▶ _WHAT IS REQUIRED_:
All that is needed is every record, duplicated exactly.

Point localization data:

----

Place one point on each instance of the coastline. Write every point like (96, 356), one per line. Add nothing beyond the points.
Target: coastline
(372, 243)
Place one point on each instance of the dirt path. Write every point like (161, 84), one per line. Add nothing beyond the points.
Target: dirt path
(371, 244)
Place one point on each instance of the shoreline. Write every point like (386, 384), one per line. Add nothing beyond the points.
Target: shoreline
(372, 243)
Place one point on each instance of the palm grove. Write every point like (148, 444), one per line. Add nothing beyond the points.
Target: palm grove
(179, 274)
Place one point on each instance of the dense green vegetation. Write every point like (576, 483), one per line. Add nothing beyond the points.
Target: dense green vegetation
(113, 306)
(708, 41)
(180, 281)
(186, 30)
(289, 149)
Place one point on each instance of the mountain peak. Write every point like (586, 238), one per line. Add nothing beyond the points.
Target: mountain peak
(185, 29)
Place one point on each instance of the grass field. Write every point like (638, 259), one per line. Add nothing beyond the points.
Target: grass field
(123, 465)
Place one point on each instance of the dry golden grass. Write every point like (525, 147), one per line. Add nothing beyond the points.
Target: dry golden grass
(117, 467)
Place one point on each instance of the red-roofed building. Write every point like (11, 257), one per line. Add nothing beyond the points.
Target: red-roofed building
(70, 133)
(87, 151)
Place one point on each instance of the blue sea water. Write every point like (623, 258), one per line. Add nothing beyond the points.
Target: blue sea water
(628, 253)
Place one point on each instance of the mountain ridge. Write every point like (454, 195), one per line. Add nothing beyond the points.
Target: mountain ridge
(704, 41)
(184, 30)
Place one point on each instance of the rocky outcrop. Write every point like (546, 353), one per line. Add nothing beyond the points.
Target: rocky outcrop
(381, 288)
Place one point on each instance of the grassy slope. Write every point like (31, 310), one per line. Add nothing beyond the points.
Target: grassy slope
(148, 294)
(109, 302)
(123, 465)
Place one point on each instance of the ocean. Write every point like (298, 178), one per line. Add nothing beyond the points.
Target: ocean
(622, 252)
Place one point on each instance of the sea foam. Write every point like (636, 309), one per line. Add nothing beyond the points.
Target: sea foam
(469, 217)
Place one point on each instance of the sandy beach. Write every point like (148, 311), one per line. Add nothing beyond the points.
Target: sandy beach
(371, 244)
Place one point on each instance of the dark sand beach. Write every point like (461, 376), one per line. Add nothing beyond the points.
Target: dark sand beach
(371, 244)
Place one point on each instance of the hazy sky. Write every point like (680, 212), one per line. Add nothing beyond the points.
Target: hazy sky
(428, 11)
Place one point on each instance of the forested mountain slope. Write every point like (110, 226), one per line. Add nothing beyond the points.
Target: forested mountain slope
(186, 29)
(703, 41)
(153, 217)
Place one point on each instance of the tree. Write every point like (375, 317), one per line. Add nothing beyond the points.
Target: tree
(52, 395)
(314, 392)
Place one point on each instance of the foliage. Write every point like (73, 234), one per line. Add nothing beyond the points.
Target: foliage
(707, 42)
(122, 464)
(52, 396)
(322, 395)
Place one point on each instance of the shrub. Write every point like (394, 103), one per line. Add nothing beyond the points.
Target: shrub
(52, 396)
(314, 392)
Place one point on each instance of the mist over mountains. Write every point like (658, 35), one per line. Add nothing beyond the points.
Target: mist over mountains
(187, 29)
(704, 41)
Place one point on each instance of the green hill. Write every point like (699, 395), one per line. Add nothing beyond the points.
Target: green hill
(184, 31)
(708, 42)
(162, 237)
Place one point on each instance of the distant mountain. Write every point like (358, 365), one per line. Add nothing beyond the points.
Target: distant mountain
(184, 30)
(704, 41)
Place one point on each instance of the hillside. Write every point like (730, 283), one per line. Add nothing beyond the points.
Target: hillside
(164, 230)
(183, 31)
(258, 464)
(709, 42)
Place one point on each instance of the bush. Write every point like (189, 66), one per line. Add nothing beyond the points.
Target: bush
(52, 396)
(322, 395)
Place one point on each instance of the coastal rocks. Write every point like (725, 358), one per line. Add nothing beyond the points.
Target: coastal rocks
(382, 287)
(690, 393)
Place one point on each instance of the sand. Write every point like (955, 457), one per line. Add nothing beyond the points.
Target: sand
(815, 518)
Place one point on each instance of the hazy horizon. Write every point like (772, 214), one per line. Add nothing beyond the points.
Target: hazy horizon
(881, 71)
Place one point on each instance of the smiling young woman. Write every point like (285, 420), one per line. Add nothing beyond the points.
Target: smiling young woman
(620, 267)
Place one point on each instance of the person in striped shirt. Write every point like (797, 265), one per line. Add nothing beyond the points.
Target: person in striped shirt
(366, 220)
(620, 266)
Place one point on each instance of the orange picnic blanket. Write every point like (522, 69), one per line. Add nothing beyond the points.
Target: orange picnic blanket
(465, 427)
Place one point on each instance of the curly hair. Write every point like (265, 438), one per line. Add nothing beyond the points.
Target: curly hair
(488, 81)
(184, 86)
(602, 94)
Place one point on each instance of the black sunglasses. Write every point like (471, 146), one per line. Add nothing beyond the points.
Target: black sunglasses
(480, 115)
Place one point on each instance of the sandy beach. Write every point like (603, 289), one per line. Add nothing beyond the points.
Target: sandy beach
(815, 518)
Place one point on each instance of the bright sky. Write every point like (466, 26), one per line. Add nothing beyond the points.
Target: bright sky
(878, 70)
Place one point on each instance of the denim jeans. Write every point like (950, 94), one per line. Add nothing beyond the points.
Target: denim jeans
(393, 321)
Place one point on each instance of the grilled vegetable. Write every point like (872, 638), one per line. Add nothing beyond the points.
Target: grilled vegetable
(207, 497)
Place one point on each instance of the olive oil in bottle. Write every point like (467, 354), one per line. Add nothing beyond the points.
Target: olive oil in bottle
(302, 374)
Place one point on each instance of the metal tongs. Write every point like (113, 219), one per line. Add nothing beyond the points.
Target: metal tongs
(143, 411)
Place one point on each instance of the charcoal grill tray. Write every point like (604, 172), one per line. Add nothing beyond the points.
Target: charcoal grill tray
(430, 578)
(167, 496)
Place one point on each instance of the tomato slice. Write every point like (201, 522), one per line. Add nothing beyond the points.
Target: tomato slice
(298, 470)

----

▶ _RESULT BELOW_:
Place one point on each instance of the coastline. Write every point like (96, 356), one per line. Add nothing beyond the points.
Target: coastline
(372, 243)
Place one point on each instance of the dirt path. Write every point like (161, 84), one per line. Add nothing beyond the points.
Target: dirt path
(371, 244)
Place one point on each instance of the shoreline. Write every point like (386, 384), one per line. Add nothing beyond the points.
Target: shoreline
(372, 243)
Place one point on each instance of the palm grove. Write every point like (148, 444), one per line. Add nothing beyond the points.
Target: palm grove
(179, 274)
Place one point on each instance of the dense green vegetation. Write every point like (576, 483), one per line. Add nothing beyond the points.
Target: dense green vegetation
(113, 306)
(708, 41)
(180, 281)
(186, 30)
(289, 149)
Place one point on each instance of the mountain peak. Write every point like (586, 238), one per line. Add nothing beyond the points.
Target: mountain peak
(185, 29)
Place one point on each instance of the grass field. Write every point like (638, 259), one per line. Add nothing beyond the points.
Target: grass field
(123, 465)
Place one point on each instance of the dry golden grass. Write every point like (525, 147), one per line. Add nothing beyond the points.
Target: dry golden grass
(117, 467)
Place one point on each instance of the red-roofed building. Write every point like (11, 257), one per line. Add nothing beyond the points.
Target: red-roofed building
(70, 133)
(87, 151)
Place one point on each instance of the blue sea water. Write every point like (623, 258), one per line. Add nothing beyond the points.
Target: blue sea water
(628, 253)
Place one point on each instance of the mountain ridge. Write every point like (454, 195), one per line. Add nothing beyond the points.
Target: mountain ridge
(704, 41)
(184, 30)
Place one point on each instance of the rocky outcrop. Write every point like (546, 353), one per line. Add nothing beyond the points.
Target: rocky outcrop
(381, 288)
Place one point on each instance of the grassy slope. Write every point like (31, 310), one per line. Add nothing beyond the points.
Target: grassy slope
(148, 294)
(109, 302)
(123, 465)
Place one point on each instance of the ocean. Write every point like (298, 178), one per line. Add nothing beyond the points.
Target: ocean
(622, 252)
Place one point on each instance of the sea foam. Write every point like (636, 309), one per line. Add nothing beyond the points.
Target: sea foam
(469, 217)
Place one point on each instance of the sandy beach. Write every point like (148, 311), one per line. Add nothing beyond the points.
Target: sandy beach
(371, 244)
Place one point on each instance of the dark sand beach. Write every point like (461, 376), one per line. Add nothing beyond the points.
Target: dark sand beach
(371, 244)
Place one point on each instance of the hazy sky. Write every point like (680, 212), one per line. Add nothing beyond the points.
Target: hazy sky
(428, 11)
Place one point on each instance of the forested mountain slope. Write every point like (110, 226), one per line. Add nothing beyond the points.
Target: forested mountain slope
(186, 29)
(703, 41)
(153, 217)
Place one point on each instance of the tree. Write every point like (375, 317), one per line. Add nothing beyond the points.
Target: tree
(52, 395)
(314, 392)
Place one point on each instance of the foliage. Write every point like (73, 234), one per line. Add nothing beyond the points.
Target: foliage
(707, 42)
(122, 464)
(52, 396)
(322, 395)
Place one point on each instance of the shrub. Write every point like (394, 103), one per line. Add nothing beyond the points.
Target: shrub
(52, 396)
(314, 392)
Place one point on each instance of the mist over mountains. Write every point like (658, 35), one per line. Add nothing beyond the points.
Target: mist over mountains
(187, 29)
(704, 41)
Place one point on each instance of the green hill. Write every point like (699, 395), one per line. Add nothing beyond the points.
Target: green hill
(184, 31)
(708, 42)
(162, 237)
Place one point on each instance of the distant mountain. Write every point like (358, 365), one per line. Add nothing beyond the points.
Target: distant mountain
(184, 30)
(704, 41)
Place one point on each instance of the hillside. Write every point like (730, 283), one per line. Add nothing beyond the points.
Target: hillside
(164, 230)
(183, 31)
(258, 464)
(709, 42)
Place one point on each instance of the bush. Write every point like (189, 66), one per line. Add nothing beyond the points.
Target: bush
(52, 396)
(322, 395)
Place one point on each instance of the coastal rocks. Write every point like (725, 358), one per line. Add nothing beyond the points.
Target: coastal rocks
(382, 287)
(690, 393)
Place one point on each instance of the sand. Write every point like (955, 457), one per line. Add nothing beyond the points.
Target: sand
(815, 518)
Place one point on each instance of the hazy horizon. Write every point like (772, 214), one per line. Add nothing beyond the points.
Target: hazy horizon
(881, 71)
Place one point on each instance of the smiling young woman. Write every point like (285, 420), one per line. Add nothing beyond the points.
Target: smiling young woman
(620, 267)
Place one point on each instance of the person in striped shirt. Write every point like (797, 265), one per line. Add nothing beyond the points.
Target: person in striped shirt
(366, 220)
(620, 266)
Place one point on each instance of the orange picnic blanket. Write every point like (522, 69), one per line. Add nothing beyond the points.
Target: orange picnic blanket
(465, 427)
Place one point on each instance of the curly hair. Write every point like (265, 438), one per line. Add nothing beyond the points.
Target: curly hair
(488, 81)
(184, 86)
(602, 94)
Place one point on each instance of the black sunglasses. Write every point like (471, 146), one per line. Add nothing beyond the points.
Target: black sunglasses
(480, 115)
Place one point on each instance of the sandy beach. Write every point like (603, 289), one per line. Add nothing beyond the points.
Target: sandy beach
(815, 518)
Place one point on each instance of the bright sky. Write every point like (466, 26), one per line. Add nothing beyond the points.
Target: bright sky
(878, 70)
Place one point on each instance of the denim jeans. Write every point like (950, 94), one per line. Add nothing beyond the points.
Target: denim jeans
(393, 321)
Place one point on each instance of the grilled vegetable. Write every point like (872, 638), one per line. Add nothing beyond the points.
Target: grilled vegetable
(207, 497)
Place one point on each instance of the olive oil in bottle. Write every point like (467, 354), one per line. Add nothing beyond the points.
Target: olive oil in bottle
(302, 374)
Place one point on each instance of the metal tongs. Write every point like (113, 219), one per line. Add nothing beyond the points.
Target: metal tongs
(143, 411)
Place one point on each instance of the charcoal grill tray. Write every point like (604, 172), one per line. Add nothing beyond the points.
Target: charcoal grill tray
(430, 578)
(167, 496)
Place one point on each instance of the tomato slice. Write every point like (201, 522), one per line. Add nothing beyond the points.
Target: tomato slice
(298, 470)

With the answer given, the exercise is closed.